EXERCISE GOAL
Please filter the data down to the lines that include the word "bucket" and copy them.

• • • • •

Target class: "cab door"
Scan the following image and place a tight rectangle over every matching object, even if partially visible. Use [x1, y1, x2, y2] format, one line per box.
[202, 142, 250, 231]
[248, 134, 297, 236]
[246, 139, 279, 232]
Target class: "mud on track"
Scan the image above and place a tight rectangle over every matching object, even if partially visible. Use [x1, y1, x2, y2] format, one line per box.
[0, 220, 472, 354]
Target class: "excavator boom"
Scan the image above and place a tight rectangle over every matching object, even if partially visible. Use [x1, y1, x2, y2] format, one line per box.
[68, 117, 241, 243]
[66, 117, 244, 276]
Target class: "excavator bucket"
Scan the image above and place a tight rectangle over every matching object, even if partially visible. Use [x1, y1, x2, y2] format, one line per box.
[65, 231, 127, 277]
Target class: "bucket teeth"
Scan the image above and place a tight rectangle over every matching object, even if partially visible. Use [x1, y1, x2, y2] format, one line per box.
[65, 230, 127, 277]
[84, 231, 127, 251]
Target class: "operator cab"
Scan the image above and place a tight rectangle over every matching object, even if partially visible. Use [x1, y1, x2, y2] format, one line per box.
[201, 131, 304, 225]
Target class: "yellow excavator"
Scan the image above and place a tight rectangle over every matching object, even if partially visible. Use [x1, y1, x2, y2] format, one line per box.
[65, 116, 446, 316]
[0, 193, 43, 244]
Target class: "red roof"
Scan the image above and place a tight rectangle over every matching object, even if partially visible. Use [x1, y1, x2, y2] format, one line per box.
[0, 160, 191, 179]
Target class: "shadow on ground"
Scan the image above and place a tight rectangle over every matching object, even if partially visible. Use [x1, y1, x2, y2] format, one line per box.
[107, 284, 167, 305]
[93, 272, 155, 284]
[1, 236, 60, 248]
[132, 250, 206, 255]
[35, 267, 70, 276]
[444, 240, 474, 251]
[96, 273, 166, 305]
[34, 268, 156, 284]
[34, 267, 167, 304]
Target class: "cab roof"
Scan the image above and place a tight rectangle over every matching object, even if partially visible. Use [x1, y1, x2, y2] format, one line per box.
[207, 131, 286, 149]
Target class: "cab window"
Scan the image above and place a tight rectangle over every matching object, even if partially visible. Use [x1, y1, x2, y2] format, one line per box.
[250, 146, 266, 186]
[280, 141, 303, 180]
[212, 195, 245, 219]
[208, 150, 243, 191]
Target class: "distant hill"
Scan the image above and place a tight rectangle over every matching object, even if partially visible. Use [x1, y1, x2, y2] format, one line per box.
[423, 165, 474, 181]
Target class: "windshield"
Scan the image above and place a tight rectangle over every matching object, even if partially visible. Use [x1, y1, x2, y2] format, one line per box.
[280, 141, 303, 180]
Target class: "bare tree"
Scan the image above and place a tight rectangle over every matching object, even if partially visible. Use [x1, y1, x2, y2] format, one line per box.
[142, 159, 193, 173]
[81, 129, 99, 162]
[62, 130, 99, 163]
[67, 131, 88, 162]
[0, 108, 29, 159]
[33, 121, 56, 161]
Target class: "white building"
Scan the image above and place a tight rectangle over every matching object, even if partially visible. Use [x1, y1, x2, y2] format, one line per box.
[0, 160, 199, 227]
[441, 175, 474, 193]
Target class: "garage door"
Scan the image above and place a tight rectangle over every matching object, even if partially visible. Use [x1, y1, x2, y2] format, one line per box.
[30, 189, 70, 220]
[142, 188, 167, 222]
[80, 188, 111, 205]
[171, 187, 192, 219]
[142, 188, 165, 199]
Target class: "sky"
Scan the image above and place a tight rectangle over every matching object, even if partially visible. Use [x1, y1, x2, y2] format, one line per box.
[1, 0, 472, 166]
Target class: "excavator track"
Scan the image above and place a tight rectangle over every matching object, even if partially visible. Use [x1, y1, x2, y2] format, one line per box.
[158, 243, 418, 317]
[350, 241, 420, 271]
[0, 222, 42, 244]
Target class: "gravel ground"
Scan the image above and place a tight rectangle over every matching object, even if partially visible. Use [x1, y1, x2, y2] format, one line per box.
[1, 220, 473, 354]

• • • • •

EXERCISE RESPONSE
Target class: "excavator bucket"
Target class: "bucket teeth"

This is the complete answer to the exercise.